What are the Different Types of Solar Eclipses?

Overview

In this lesson students will calculate the size to distance ratio of the Sun and the Moon from Earth to determine how a solar eclipse can occur.

Materials Required

• piece of yarn
• two pushpins
• a piece of cardboard larger than a piece of paper
• a piece of paper
• a pencil
• Student Sheets (optional) Google Docs or PDF

Procedure

Remember to never look directly at the Sun without proper safety equipment.

A solar eclipse occurs when the Moon passes between the Sun and the Earth. A total solar eclipse occurs when the Moon completely blocks the Sun; a partial solar eclipse occurs when only part of the Sun is blocked by the Moon. A third type of solar eclipse happens when the Moon is farther away in its orbit around the Earth and appears smaller, not completely blocking the disk of the Sun. This is called an annular solar eclipse. Because both the Earth and the Moon are moving, on some occasions observers may experience a total and an annular eclipse in the same event, known as a hybrid solar eclipse.

Guiding Question:

• Why do you think something small like the Moon can block something large like the Sun?

Steps:

1. Have students examine these images of the three types of solar eclipses.
   Ask them to identify the differences in the images. "Why do you think they are different?"

   

2. Provide Background Information: Total vs. Partial Eclipses

   Umbra and Penumbra 

   

    
   1. Tell students:
      "You may experience a total or partial eclipse depending on where in the Moon’s shadow you are located. Observers in the umbra shadow will experience a total solar eclipse. Observers in the penumbra shadow will experience a partial solar eclipse. The umbra shadow is much smaller, making experiencing a total solar eclipse more rare."

      2017 Eclipse Shadow Cones | Video Length: 0:48 |Credit: NASA's Goddard Space Flight Center/E. Wright

   2. Have students watch: 2017 Eclipse Shadow Cones. This animation shows the umbral and penumbral shadow cones traveling across the surface of the Earth during the August 21, 2017 total solar eclipse.

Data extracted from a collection
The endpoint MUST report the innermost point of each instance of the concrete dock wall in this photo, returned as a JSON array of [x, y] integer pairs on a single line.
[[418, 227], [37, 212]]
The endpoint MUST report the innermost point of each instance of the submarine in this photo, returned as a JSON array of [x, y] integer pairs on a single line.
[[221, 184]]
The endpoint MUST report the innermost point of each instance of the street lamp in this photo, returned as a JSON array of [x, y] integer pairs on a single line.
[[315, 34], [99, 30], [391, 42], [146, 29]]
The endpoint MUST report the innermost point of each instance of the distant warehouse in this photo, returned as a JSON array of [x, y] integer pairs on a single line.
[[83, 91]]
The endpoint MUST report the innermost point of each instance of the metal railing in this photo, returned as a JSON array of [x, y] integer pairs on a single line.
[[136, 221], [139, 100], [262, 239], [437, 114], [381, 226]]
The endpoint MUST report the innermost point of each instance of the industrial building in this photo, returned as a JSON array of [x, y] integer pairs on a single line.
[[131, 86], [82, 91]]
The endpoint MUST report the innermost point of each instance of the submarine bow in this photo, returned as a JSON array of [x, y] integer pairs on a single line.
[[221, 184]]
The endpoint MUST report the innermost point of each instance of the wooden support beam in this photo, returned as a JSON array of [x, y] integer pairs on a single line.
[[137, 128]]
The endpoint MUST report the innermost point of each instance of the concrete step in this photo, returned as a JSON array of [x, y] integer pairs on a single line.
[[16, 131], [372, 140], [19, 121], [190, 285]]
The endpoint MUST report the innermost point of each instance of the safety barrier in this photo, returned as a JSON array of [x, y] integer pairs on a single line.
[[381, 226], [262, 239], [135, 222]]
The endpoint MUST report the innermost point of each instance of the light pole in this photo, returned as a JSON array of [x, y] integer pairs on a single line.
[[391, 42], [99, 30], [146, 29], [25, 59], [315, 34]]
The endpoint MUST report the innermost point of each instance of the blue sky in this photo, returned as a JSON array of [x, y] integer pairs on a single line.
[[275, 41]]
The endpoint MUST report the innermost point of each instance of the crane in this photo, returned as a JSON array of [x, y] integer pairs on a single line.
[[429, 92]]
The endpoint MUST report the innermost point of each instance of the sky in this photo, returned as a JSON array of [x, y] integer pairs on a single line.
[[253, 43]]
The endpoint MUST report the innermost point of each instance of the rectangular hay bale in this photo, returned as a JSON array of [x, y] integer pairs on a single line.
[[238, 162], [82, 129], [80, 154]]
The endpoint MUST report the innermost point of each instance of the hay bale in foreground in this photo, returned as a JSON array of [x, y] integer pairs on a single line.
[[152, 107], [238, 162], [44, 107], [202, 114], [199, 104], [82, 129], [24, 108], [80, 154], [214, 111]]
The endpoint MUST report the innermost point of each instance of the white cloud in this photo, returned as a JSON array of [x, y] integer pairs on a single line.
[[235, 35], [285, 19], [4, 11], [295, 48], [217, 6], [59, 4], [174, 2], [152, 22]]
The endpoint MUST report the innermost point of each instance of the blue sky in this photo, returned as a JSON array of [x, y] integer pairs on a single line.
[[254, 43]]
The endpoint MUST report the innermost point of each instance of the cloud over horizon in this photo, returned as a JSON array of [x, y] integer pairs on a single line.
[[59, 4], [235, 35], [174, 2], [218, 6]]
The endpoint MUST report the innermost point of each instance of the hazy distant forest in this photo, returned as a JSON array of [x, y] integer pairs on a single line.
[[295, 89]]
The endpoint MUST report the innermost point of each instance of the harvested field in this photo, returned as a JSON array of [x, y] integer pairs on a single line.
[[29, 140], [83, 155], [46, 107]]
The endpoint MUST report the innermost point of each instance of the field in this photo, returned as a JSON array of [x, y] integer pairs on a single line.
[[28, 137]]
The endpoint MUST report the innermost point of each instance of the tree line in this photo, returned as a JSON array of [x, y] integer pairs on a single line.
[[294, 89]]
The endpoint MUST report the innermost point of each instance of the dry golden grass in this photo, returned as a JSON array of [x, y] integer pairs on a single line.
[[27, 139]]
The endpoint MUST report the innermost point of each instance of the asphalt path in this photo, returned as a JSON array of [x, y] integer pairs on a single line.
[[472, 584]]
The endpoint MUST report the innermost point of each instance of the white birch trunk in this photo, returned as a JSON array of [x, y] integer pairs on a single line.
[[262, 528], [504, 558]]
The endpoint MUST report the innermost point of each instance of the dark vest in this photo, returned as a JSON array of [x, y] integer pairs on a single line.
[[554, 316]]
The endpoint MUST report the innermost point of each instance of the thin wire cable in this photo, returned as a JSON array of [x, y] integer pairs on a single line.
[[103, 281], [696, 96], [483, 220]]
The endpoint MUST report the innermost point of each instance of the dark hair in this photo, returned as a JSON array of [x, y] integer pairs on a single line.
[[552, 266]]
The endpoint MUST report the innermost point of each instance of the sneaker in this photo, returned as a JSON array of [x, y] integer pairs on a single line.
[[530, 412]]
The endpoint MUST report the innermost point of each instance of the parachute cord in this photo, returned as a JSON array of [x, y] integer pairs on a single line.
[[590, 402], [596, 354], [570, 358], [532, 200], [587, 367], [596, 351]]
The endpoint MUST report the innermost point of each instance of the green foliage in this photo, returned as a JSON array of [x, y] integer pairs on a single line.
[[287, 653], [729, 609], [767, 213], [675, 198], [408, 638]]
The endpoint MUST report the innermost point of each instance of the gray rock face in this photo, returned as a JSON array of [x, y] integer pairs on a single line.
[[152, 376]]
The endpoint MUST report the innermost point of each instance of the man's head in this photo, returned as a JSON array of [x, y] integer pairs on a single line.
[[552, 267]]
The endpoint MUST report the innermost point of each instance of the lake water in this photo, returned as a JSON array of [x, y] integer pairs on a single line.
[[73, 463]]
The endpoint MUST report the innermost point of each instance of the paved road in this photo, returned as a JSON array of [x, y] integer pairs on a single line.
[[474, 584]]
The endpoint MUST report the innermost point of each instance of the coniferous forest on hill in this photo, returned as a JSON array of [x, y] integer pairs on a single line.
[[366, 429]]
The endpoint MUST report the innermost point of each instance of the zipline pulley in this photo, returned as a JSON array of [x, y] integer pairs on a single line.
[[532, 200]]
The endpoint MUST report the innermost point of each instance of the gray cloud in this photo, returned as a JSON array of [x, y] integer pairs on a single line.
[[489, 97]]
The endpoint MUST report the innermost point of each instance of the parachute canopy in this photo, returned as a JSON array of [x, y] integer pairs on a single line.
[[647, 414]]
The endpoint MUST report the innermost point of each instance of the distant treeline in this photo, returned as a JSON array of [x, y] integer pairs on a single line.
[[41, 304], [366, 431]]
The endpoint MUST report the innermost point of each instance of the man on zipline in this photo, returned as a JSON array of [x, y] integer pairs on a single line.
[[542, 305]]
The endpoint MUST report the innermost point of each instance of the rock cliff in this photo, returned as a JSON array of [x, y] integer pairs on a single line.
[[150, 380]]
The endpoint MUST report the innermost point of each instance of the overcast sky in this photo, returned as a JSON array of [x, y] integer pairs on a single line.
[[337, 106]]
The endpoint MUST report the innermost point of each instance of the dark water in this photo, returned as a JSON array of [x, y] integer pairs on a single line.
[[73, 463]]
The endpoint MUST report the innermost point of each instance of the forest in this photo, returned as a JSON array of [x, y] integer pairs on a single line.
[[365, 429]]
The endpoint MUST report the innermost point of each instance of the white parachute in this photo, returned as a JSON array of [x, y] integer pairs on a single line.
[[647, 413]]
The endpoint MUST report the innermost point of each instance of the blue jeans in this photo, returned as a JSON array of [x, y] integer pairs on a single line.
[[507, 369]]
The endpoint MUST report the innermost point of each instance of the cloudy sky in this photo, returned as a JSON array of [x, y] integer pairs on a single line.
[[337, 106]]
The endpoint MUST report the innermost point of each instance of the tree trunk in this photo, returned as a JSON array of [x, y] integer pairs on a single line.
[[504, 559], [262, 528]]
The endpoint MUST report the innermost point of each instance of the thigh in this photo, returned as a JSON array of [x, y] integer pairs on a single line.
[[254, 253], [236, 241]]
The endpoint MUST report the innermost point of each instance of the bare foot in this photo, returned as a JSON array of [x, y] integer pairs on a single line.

= TASKS TO PERFORM =
A. Summarize the solar eclipse lesson in two sentences.
B. Write the next part of the solar eclipse lesson, starting after its last sentence.

= THE ANSWERS =
A. The lesson has students calculate the size to distance ratio of the Sun and the Moon from Earth to determine how a solar eclipse can occur, using yarn, pushpins, cardboard, paper, and a pencil. It explains that a solar eclipse occurs when the Moon passes between the Sun and the Earth, describes total, partial, annular, and hybrid eclipses, and notes that observers in the umbra experience a total eclipse while those in the penumbra experience a partial one.

B.
3. Provide Background Information: Total Vs. Annular 

   Perigee and Apogee

   

   1. Tell Students: "The difference between a total and annular eclipse has to do with the distance between the Moon and the Earth. The reason that the Moon is not always the same distance from the Earth is because the shape of the Moon’s orbit around Earth is in the shape of an ellipse, or an oval. During a solar eclipse, if the Moon is closer to perigee, the eclipse would be total. If the Moon is closer to apogee, the eclipse would be annular. 
   2. The Moon’s orbit is only slightly elliptical, meaning that it is very close to a circle. But when you are dealing with large distances in space, even a slight elliptical shape can make a difference! This elliptical orbit also explains supermoons, which occur when the Moon is full and is closest to the Earth in its orbit. Most moon and planetary orbits are elliptical, and a truly circular orbit is rare in the universe."

4. Have students Model: You can model the shape of an ellipse with a piece of yarn, two pushpins, a piece of cardboard, a piece of paper and a pencil.
    

   

   1. Find a piece of cardboard bigger than the size of a piece of paper. A pizza box works nicely. 
   2. Put a piece of paper on top of the cardboard.
   3. Tie your yarn in a loop. The loop should be about half the size of the width of the paper.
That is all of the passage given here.